— START OF LISTING —
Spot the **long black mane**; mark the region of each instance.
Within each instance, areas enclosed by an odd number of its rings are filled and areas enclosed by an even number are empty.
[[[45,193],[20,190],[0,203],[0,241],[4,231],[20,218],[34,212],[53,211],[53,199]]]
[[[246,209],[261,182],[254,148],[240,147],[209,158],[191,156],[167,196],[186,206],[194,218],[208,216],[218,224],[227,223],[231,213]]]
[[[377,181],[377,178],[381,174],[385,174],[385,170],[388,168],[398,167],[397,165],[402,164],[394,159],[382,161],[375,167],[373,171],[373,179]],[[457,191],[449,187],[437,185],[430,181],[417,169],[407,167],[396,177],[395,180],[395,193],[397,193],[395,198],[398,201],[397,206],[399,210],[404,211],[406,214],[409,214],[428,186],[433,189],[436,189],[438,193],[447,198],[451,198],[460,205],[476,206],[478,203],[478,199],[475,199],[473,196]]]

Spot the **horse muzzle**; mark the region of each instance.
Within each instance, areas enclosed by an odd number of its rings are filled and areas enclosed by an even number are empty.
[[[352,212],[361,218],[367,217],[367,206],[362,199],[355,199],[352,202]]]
— END OF LISTING —
— START OF LISTING —
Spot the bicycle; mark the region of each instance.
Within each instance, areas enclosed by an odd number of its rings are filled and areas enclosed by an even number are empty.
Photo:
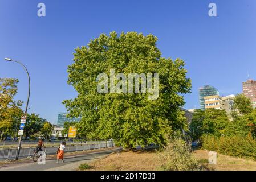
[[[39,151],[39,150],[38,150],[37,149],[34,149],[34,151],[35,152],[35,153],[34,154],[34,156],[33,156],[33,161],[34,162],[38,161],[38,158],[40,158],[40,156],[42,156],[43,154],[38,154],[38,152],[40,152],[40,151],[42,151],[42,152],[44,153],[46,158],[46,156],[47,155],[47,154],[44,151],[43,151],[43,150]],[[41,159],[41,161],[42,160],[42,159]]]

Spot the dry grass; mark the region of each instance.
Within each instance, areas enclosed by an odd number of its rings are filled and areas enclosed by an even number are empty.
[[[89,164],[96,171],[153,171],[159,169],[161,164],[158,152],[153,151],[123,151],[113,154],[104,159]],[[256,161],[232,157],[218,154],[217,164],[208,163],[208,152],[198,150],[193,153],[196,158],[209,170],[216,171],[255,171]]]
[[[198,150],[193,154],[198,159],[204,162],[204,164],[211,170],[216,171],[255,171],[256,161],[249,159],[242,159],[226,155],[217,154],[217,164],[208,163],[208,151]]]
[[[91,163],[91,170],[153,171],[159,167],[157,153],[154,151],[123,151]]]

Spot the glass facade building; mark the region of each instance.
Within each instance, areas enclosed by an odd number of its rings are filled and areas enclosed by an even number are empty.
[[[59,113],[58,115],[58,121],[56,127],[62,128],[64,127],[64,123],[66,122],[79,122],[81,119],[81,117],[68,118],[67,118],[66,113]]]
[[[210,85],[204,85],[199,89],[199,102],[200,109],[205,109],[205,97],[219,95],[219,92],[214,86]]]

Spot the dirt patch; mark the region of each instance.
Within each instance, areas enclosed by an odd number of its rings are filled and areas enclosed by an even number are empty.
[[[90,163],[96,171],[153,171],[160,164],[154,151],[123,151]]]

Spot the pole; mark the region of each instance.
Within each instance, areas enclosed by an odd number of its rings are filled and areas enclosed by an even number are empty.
— END OF LISTING —
How many lines above contain the word "mark"? Reply with the number only.

7